→ **Passage**:
════════════════════

The Bean Trees

The Bean Trees Summary and Analysis of Chapters 10-12

Chapter Ten: The Bean Trees:

Mattie calls the next morning and tells Taylor that Esperanza was going to be all right. Lou Ann returns from the Ruiz family reunion, and begins to rearrange the house to fill the empty spaces left by Angel. Lou Ann is shocked to hear that several of the Ruiz family are moving to California, for her Mama believes that things are so strange there that grocery stores in California sell marijuana in the produce section. Turtle says "bean trees" when she notices that the flower trees are turning into bean trees.

Lou Ann begins a job search, and Taylor goes to Lee Sing market, where she sees Edna Poppy, who tells her that Virgie is ill in bed with a croup. She realizes that Edna Poppy is blind when Edna asks her whether she has lemons or limes. Upon thinking about Edna's relationship with Virgie, she realizes that Edna must be blind, for Virgie always leads her around and announces everyone's name when they come into a room.

On Monday Taylor goes to see Esperanza, the first time that she visits the upstairs in Mattie's place. She tells Esperanza that Estevan told her about Ismene. She also says that she knows that her name means (hope), and that she wishes that she won't give up that hope. Finally Taylor tells Esperanza that Estevan is crazy about her.

Lou Ann tells Taylor about a job interview with a convenience store in which the man says that there are a lot of armed robberies. Taylor suggests that she holds out for a better job. They notice Fanny Heaven, the porn shop next door to Jesus Is Lord Used Tires, and Lou Ann shudders at the disgusting store. Taylor says that Lou Ann should not let the place bother her, and she should talk back to it. When Lou Ann asks where Taylor learned not to let anyone put one over on her, she replies "Nutter School."


The title of this chapter (which is the title of the novel) once again returns to the theme of natural growth and order. Turtle seems particularly responsive to these natural phenomena; Kingsolver thus relates the growth and maturation of Taylor to the natural maturation of plants and flowers.

The relationship between Virgie Mae Parsons and Edna Poppy becomes clear in this chapter. While it was previously a mystery why Edna would tolerate the rude Virgie Mae, the relationship becomes evident when Lou Ann and Taylor realize that Edna is blind; Virgie Mae is the caretaker for Edna Poppy. This revelation softens the harsh character of Virgie Mae; while still rude and judgmental, she is still capable of great care and kindness.

Taylor's attempt to communicate with Esperanza is a still step but not necessarily a significant or helpful one. Her kindness to Esperanza contains a hint of desperation and discomfort, as if she is guided by her good intentions rather than a knowledge of how she should react toward Esperanza. The name "Esperanza" takes on an ironic significance in this chapter as well, for it is this character who is in most need of a sense of hope. While this is not an unconditionally positive step for Taylor, it still points Taylor in the right direction and places her on the road to greater maturation.

════════════════════

→ **Dataset rows**:
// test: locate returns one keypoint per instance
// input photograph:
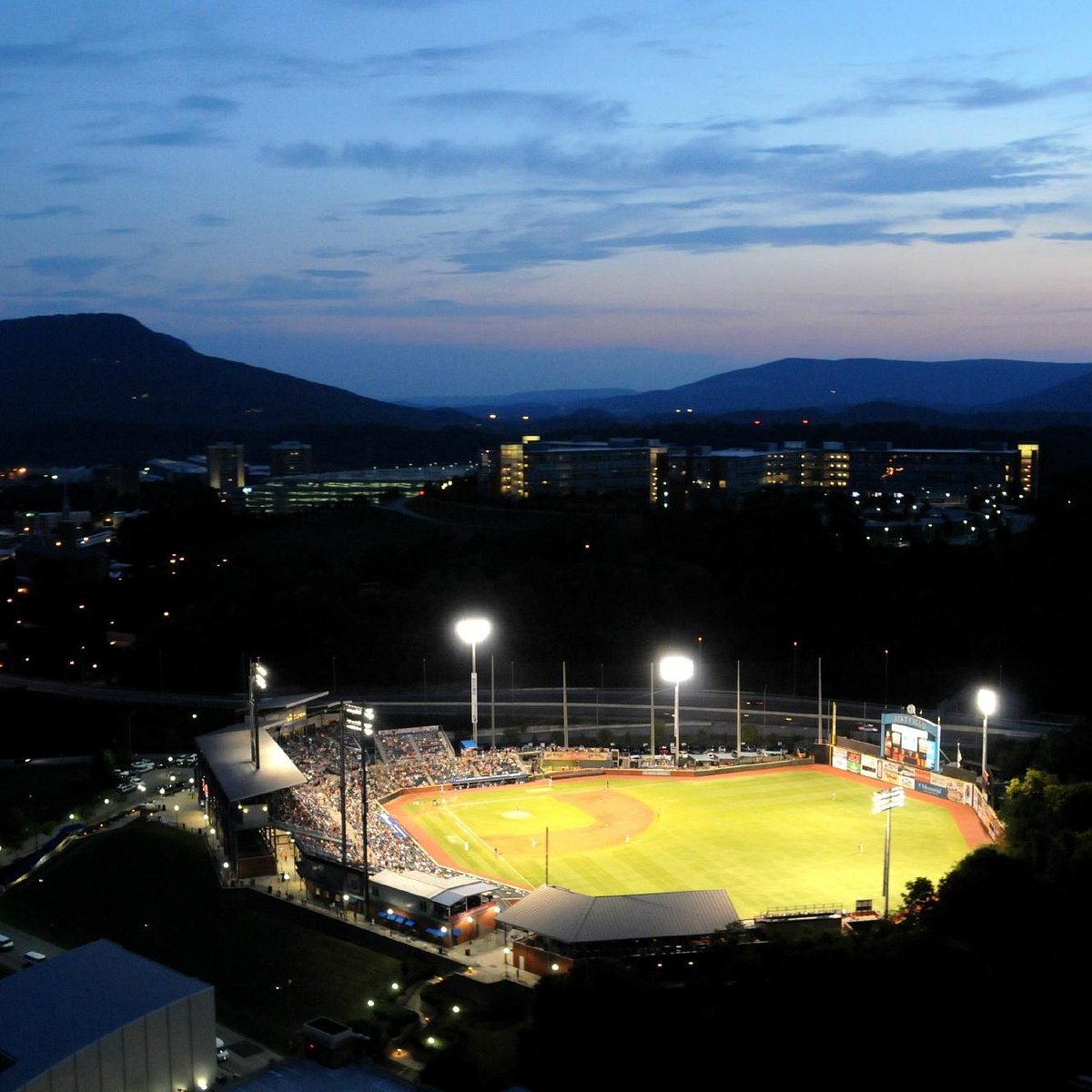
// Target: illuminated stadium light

════════════════════

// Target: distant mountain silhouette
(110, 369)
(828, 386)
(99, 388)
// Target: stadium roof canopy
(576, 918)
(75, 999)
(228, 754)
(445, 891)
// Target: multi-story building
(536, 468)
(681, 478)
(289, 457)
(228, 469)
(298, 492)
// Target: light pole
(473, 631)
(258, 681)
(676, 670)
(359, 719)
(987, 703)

════════════════════

→ **Challenge 1**:
Do the following statements agree with the Bean Trees chapter summary? Answer yes or no for each, and quote the words from the summary that decide it.
(a) Mattie tells Taylor that Esperanza was going to be all right.
(b) Virgie is ill in bed with the flu.
(c) Taylor urges Lou Ann to take the convenience store job.
→ **Challenge 2**:
Please list every business that the Bean Trees chapter summary mentions by name.
→ **Challenge 3**:
Carry on the Bean Trees chapter summary from the point where it stops.

→ **Response 1**:
(a) Yes: "Mattie calls the next morning and tells Taylor that Esperanza was going to be all right."
(b) No: "Virgie is ill in bed with a croup."
(c) No: "Taylor suggests that she holds out for a better job."

→ **Response 2**:
Lee Sing market
Fanny Heaven
Jesus Is Lord Used Tires

→ **Response 3**:
Lou Ann also makes a stride forward in this chapter, as she finally decides to break from her role as a house mother to look for a job outside the house. Kingsolver suggests that the influence of Taylor has given Lou Ann the resolve to break free from her limited role; she takes Taylor's savvy and determination as an example and follows it, thus providing one more example of a positive, symbiotic relationship between the female characters of The Bean Trees.

Chapter Eleven: Dream Angels:

Lou Ann got a job as a packer in the Red Hot Mama's salsa factory, which is essentially a salsa sweat shop. Still, Lou Ann loves her job and is an enthusiastic employee. Having a job improves Lou Ann's mood and neuroses. She works mostly evening swing shifts, which fortunately means that she cooks much less (she had been using salsa with every meal). When Taylor finally asks Lou Ann why she worries so much about disaster, she says that she had a dream the week after Dwayne Ray was born that an angel told her that her son would not live to see the year two thousand. Taylor tells her that she was simply looking for a disaster to happen. When Lou Ann says that she is merely screwed up, Taylor says that she does have redeeming qualities. Lou Ann asks what these are, and Taylor replies that Lou Ann will never neglect her child.

In June, Angel sends a package from Montana, asking Lou Ann to join him there and live in a yurt (a circular domed tent of skins). Lou Ann says that she has responsibilities now at Red Hot Mama's. Mattie tells Taylor that there is trouble, and Esperanza and Estevan were going to have to be moved to a safe house farther from the border. Mattie says that Esperanza and Estevan need proof such as pictures and documents that their lives were in danger in Guatemala when they left.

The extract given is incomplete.